Examine each line of the data. Copy those that contain the string "below".

Collected data entries
§
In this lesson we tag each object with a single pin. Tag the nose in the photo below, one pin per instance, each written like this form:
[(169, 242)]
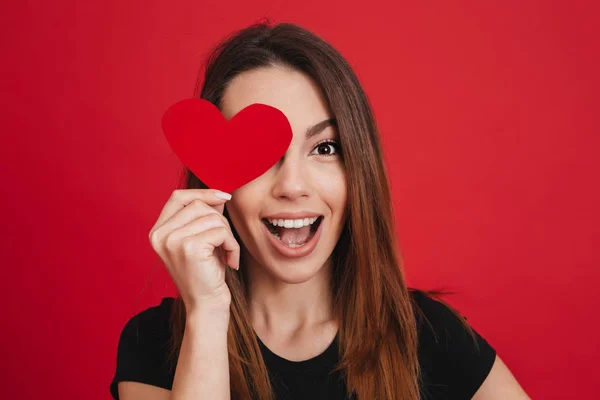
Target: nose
[(292, 180)]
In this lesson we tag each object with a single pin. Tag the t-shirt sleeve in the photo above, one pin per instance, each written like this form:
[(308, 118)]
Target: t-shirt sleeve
[(142, 347), (460, 362)]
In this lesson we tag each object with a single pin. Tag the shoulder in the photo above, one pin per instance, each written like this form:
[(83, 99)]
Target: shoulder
[(454, 357), (151, 322), (143, 344)]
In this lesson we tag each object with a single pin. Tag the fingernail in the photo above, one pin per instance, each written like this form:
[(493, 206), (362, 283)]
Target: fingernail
[(223, 195)]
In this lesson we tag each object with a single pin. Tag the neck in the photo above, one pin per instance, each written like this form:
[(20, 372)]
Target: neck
[(282, 308)]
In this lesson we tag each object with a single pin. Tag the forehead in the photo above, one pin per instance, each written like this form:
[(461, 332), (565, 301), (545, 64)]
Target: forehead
[(292, 92)]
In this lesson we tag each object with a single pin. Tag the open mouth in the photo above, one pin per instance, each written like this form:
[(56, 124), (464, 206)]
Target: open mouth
[(277, 231)]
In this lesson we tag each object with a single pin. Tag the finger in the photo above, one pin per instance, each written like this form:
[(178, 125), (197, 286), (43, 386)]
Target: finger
[(181, 198), (198, 225), (223, 238)]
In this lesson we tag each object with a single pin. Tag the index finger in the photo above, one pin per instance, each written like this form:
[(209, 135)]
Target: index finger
[(182, 197)]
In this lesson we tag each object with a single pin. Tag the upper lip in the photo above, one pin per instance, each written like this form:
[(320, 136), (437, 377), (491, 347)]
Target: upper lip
[(297, 215)]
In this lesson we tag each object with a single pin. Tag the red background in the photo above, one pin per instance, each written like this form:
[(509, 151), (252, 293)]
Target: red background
[(489, 118)]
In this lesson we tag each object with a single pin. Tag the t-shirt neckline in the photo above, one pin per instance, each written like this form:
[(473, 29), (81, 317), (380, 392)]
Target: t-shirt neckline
[(320, 361)]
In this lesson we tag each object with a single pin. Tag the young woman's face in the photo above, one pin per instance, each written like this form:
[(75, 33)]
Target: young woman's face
[(308, 181)]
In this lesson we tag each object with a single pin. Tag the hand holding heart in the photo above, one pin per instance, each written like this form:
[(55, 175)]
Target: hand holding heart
[(226, 155)]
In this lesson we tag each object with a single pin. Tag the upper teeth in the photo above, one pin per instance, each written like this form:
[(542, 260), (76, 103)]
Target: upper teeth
[(293, 223)]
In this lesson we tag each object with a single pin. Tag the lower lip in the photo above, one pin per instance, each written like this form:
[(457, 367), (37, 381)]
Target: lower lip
[(306, 249)]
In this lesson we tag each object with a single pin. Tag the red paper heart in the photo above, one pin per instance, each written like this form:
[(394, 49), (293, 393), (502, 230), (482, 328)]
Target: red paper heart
[(226, 155)]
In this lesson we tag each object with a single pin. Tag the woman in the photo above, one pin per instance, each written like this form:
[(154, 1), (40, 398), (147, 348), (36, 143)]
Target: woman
[(315, 304)]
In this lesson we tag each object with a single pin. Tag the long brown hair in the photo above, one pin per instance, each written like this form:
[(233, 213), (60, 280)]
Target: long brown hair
[(378, 329)]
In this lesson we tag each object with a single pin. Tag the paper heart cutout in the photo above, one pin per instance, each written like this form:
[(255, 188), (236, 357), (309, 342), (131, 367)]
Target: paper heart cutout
[(223, 154)]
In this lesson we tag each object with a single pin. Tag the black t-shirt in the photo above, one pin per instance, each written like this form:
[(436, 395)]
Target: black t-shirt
[(452, 367)]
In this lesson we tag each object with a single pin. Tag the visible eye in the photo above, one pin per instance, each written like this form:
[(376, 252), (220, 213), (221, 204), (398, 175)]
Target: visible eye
[(326, 145)]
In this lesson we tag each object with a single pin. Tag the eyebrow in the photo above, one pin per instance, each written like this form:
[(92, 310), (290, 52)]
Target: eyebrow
[(320, 127)]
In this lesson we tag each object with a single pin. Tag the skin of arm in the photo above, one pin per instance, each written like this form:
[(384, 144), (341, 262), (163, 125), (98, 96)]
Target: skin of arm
[(203, 365), (500, 384)]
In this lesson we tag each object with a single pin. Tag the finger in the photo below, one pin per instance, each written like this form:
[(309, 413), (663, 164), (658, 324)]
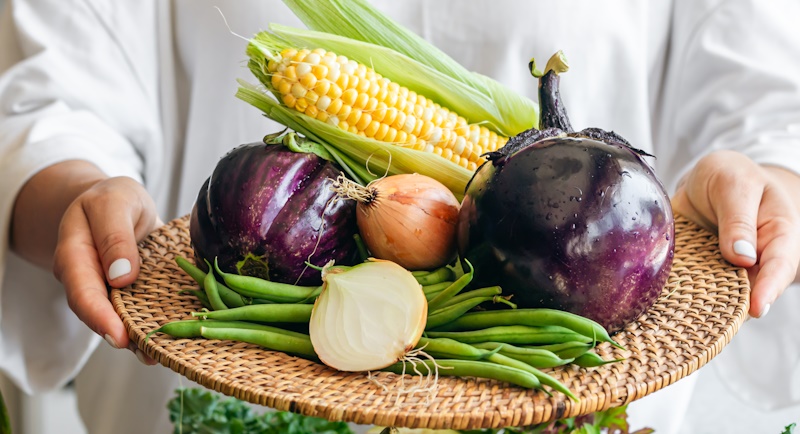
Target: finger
[(77, 266), (779, 244), (735, 202), (117, 223)]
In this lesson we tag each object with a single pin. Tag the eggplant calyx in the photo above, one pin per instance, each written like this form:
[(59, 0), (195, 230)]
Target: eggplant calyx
[(609, 137), (553, 113), (253, 265), (521, 141)]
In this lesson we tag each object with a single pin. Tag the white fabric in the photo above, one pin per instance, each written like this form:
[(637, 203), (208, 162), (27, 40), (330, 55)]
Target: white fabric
[(145, 89)]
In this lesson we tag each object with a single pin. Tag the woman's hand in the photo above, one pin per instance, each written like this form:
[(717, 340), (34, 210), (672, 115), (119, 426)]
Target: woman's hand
[(756, 210), (71, 217), (97, 243)]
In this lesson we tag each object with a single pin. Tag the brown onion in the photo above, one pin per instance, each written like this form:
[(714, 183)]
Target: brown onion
[(409, 219)]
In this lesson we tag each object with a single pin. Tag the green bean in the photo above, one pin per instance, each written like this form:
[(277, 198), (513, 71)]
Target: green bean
[(297, 345), (230, 298), (453, 289), (270, 313), (436, 287), (591, 359), (534, 357), (260, 288), (468, 368), (436, 276), (212, 292), (531, 317), (541, 376), (191, 328), (445, 314), (449, 349), (514, 335), (200, 296), (480, 292), (566, 350)]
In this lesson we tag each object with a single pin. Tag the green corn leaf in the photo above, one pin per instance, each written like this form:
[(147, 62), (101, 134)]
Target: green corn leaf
[(359, 20), (383, 158)]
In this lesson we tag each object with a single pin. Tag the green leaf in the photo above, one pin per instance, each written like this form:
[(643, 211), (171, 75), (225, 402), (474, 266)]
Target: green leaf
[(360, 21), (383, 158)]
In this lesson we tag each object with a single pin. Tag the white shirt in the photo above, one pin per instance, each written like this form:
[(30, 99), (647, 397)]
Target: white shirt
[(145, 89)]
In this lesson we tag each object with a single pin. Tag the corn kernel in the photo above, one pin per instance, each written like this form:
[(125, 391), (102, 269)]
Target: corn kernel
[(344, 112), (309, 81), (372, 129), (298, 90), (334, 106), (312, 111), (323, 102), (383, 129), (301, 105), (391, 135), (364, 121), (335, 92), (355, 116), (289, 100), (361, 101)]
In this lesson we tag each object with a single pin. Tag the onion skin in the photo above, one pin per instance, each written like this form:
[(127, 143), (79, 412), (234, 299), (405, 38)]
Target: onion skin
[(572, 224), (270, 202), (411, 221)]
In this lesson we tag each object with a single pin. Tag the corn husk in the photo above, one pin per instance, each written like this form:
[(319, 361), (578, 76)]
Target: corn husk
[(398, 55)]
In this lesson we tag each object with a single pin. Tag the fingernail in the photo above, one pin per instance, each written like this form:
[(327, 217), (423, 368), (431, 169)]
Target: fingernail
[(744, 248), (140, 355), (765, 311), (111, 341), (119, 268)]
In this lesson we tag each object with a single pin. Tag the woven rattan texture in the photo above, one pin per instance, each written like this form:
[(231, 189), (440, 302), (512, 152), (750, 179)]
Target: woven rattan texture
[(701, 308)]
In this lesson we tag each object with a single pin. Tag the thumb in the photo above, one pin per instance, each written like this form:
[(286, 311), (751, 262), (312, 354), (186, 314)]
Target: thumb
[(117, 225)]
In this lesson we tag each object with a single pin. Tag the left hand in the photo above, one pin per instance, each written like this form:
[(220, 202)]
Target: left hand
[(756, 211)]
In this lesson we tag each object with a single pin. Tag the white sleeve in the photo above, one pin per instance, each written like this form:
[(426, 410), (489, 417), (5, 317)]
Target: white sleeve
[(77, 82), (733, 82)]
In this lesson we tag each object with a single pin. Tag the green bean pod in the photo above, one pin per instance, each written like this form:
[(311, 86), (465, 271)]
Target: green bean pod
[(445, 314), (515, 335), (490, 291), (468, 368), (185, 329), (200, 296), (229, 297), (591, 359), (255, 287), (212, 292), (265, 313), (432, 277), (449, 349), (531, 317), (298, 345), (566, 350), (541, 376), (534, 357), (436, 287), (453, 289)]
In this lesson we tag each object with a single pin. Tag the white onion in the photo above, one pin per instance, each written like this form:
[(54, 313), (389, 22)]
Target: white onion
§
OUTPUT FOR THIS TASK:
In this lesson we tag each object with a single pin. Tag the nose in the photo below, one pin per instance, each written like this form:
In this lesson we tag each object with a single pin. Tag the finger in the photo below, one pin per instance, each written like this form:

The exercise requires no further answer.